> WHAT IS EXPECTED
Copy the records below line for line, leaving out the pictures.

* * * * *

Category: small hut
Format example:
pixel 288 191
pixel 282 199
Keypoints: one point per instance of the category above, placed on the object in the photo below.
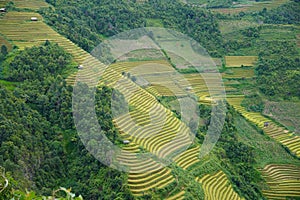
pixel 266 124
pixel 189 88
pixel 80 67
pixel 126 141
pixel 33 19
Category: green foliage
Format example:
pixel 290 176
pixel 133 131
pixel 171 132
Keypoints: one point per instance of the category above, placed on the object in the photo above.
pixel 27 66
pixel 279 76
pixel 38 143
pixel 288 13
pixel 238 159
pixel 253 103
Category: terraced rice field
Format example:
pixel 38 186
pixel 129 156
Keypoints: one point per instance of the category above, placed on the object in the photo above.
pixel 238 61
pixel 178 196
pixel 188 158
pixel 283 181
pixel 28 4
pixel 199 86
pixel 237 73
pixel 251 6
pixel 159 77
pixel 218 187
pixel 280 134
pixel 3 41
pixel 144 175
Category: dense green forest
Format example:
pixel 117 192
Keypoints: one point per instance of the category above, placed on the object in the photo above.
pixel 39 145
pixel 40 149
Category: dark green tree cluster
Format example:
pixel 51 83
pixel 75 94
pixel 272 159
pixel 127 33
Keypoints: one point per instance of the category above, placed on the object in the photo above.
pixel 238 159
pixel 279 76
pixel 38 142
pixel 3 52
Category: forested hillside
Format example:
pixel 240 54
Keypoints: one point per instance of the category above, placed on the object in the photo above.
pixel 255 47
pixel 39 145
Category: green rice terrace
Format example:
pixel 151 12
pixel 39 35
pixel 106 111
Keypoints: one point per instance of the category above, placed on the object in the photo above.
pixel 256 157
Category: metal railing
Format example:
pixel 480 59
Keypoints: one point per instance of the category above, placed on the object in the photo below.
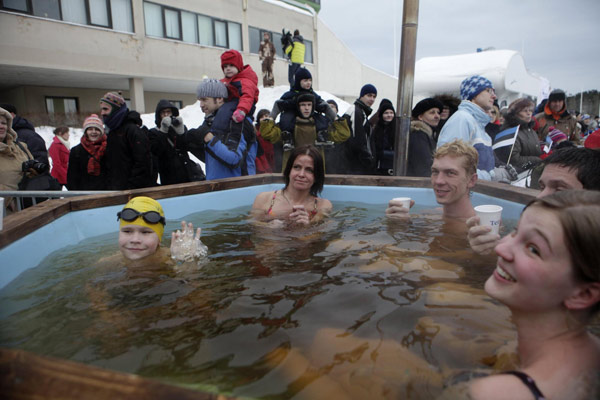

* * * * *

> COMPLETE OUTPUT
Category: small hut
Format example:
pixel 288 191
pixel 282 199
Keypoints: one point per instance of the category above, placed on the object in the photo below.
pixel 266 124
pixel 189 88
pixel 80 67
pixel 126 141
pixel 33 19
Category: green foliage
Format example:
pixel 290 176
pixel 133 131
pixel 171 132
Keypoints: one point per instance of the category above, placed on the object in the photo above.
pixel 27 66
pixel 279 76
pixel 38 143
pixel 288 13
pixel 238 159
pixel 253 103
Category: terraced rice field
Format example:
pixel 38 186
pixel 129 156
Keypoints: one point per instance of the category above, placed on the object in the photo above.
pixel 238 61
pixel 178 196
pixel 188 158
pixel 283 181
pixel 28 4
pixel 199 86
pixel 237 73
pixel 251 6
pixel 159 77
pixel 218 187
pixel 280 134
pixel 3 41
pixel 144 175
Category: dense green forest
Format example:
pixel 117 192
Keypoints: one point per instance of the category above, placed on the object in the photo above.
pixel 39 145
pixel 40 149
Category: dark green tree cluster
Format example:
pixel 51 83
pixel 75 94
pixel 272 159
pixel 127 33
Keypoints: one point per instance of the category above, placed on the object in the photo above.
pixel 238 159
pixel 279 76
pixel 38 142
pixel 3 52
Category: forested hillside
Format example:
pixel 240 54
Keypoints: one point per instance of the category above, placed on the object in the photo above.
pixel 255 47
pixel 39 145
Category: green rice terrace
Format example:
pixel 151 12
pixel 39 35
pixel 106 111
Keypoints: one point per instance of the category above, placed on the object in the photo above.
pixel 256 157
Category: metal railing
Format example:
pixel 480 59
Keypoints: one point per instance of the category above, placed on the object in the photo below.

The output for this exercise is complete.